• [SET EXERCISE]: Pick out each line in the data below that contains the word "brick".

(Records from a collection)

'''

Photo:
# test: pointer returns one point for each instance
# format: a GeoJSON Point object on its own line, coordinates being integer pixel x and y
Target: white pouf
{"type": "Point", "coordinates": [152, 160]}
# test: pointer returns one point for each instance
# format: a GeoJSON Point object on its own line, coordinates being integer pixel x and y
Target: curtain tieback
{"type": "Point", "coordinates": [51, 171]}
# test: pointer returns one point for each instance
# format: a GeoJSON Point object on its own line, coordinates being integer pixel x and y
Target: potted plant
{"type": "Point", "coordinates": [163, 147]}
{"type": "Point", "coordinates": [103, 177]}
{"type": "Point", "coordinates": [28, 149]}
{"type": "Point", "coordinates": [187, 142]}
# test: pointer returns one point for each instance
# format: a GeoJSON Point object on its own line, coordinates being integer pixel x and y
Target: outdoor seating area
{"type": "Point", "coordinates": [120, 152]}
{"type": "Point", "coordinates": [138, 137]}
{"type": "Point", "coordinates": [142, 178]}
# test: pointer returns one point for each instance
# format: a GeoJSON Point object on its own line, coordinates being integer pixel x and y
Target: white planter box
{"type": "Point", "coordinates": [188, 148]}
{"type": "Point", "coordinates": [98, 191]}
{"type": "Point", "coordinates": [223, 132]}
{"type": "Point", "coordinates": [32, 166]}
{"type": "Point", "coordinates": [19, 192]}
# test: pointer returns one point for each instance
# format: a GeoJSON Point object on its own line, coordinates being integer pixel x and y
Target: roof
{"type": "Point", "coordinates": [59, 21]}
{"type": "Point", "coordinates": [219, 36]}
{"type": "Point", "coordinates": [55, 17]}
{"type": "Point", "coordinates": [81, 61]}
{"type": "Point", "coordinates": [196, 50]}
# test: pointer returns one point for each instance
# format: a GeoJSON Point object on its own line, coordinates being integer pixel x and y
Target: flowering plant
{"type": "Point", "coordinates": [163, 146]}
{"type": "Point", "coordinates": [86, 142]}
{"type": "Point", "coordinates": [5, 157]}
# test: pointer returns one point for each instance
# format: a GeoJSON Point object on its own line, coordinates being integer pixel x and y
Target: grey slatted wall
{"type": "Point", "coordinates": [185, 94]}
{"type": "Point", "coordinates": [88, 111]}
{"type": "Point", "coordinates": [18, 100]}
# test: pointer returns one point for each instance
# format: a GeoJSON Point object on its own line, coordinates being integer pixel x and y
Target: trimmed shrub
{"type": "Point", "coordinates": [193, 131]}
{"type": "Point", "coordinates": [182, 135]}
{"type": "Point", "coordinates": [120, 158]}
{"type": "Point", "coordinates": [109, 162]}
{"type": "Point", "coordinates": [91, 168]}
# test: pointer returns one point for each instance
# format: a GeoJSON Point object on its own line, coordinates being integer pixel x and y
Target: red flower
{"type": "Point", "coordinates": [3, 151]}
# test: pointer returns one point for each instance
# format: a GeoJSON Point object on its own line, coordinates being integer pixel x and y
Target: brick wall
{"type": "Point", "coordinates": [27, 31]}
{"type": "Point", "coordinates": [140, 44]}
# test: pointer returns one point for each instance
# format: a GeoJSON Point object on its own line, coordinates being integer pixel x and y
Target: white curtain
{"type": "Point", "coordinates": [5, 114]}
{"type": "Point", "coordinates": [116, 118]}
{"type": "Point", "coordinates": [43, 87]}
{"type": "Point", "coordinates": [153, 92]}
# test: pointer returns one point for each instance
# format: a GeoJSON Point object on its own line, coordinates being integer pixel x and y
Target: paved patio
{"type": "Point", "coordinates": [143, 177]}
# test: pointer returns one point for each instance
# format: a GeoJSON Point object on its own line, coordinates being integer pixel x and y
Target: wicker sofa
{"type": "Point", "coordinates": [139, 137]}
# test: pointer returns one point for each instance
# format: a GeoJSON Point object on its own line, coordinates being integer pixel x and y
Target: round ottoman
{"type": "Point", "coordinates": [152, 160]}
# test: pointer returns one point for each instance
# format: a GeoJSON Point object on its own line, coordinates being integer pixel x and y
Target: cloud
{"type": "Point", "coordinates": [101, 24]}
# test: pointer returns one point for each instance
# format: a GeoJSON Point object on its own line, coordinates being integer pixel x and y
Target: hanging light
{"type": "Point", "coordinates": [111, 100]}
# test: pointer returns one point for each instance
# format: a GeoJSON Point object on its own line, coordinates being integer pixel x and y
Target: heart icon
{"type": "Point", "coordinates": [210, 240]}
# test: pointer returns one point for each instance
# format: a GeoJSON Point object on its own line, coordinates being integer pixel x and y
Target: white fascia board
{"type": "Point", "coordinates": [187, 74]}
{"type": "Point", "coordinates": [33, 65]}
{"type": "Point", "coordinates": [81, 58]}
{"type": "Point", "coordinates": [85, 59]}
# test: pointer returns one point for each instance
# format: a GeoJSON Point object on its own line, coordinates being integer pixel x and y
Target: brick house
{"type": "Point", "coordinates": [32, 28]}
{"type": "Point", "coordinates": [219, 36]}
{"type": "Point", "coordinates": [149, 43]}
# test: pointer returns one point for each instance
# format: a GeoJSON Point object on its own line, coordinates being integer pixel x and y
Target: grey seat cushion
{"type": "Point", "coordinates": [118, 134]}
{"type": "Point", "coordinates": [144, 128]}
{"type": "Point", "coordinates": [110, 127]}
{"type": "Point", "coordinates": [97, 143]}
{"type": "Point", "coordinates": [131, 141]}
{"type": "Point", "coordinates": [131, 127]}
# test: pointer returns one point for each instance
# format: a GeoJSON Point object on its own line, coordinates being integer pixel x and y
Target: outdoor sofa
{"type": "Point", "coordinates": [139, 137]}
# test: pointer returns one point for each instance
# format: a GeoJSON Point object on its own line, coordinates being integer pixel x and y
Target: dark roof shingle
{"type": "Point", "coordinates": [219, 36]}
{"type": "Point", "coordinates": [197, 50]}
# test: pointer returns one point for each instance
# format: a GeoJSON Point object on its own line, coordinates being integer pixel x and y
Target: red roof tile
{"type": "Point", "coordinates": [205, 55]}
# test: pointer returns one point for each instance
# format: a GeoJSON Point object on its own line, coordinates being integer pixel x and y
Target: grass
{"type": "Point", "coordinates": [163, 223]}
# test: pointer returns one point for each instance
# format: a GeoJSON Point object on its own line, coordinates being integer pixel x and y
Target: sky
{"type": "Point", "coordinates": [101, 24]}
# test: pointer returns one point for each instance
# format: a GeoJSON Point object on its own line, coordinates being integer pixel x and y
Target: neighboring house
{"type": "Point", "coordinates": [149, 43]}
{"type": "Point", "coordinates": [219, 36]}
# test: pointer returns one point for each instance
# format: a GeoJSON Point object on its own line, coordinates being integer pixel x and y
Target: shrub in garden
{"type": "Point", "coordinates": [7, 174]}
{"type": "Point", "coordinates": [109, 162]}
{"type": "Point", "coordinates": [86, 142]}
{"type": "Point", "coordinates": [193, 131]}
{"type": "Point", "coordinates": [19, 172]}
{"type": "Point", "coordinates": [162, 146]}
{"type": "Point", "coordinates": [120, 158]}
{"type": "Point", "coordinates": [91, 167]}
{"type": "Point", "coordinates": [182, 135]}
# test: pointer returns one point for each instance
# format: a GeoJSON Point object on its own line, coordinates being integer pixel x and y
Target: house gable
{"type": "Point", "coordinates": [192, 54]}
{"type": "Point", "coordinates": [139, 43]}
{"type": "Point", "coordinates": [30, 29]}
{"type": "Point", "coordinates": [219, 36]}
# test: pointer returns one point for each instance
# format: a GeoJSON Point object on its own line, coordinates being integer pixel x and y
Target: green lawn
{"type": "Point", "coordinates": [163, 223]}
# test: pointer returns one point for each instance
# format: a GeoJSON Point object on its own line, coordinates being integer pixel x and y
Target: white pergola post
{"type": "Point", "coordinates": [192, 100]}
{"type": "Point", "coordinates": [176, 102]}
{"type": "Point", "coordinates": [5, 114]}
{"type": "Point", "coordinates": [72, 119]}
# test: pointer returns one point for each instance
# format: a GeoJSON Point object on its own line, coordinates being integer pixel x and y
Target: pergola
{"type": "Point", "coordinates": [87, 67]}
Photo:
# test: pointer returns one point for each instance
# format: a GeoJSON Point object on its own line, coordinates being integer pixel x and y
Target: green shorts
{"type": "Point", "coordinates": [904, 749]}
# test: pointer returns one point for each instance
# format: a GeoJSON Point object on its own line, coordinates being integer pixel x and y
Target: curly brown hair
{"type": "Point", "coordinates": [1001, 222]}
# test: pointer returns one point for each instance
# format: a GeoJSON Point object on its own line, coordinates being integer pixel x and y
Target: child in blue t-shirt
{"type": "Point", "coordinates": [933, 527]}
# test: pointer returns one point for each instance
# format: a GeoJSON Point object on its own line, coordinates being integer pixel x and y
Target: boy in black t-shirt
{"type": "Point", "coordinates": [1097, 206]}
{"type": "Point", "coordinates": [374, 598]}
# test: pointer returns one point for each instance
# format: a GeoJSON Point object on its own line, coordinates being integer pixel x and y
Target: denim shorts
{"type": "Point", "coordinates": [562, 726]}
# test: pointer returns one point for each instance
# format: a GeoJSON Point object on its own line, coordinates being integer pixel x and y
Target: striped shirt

'''

• [EXERCISE RESPONSE]:
Target: brick wall
Target: brick house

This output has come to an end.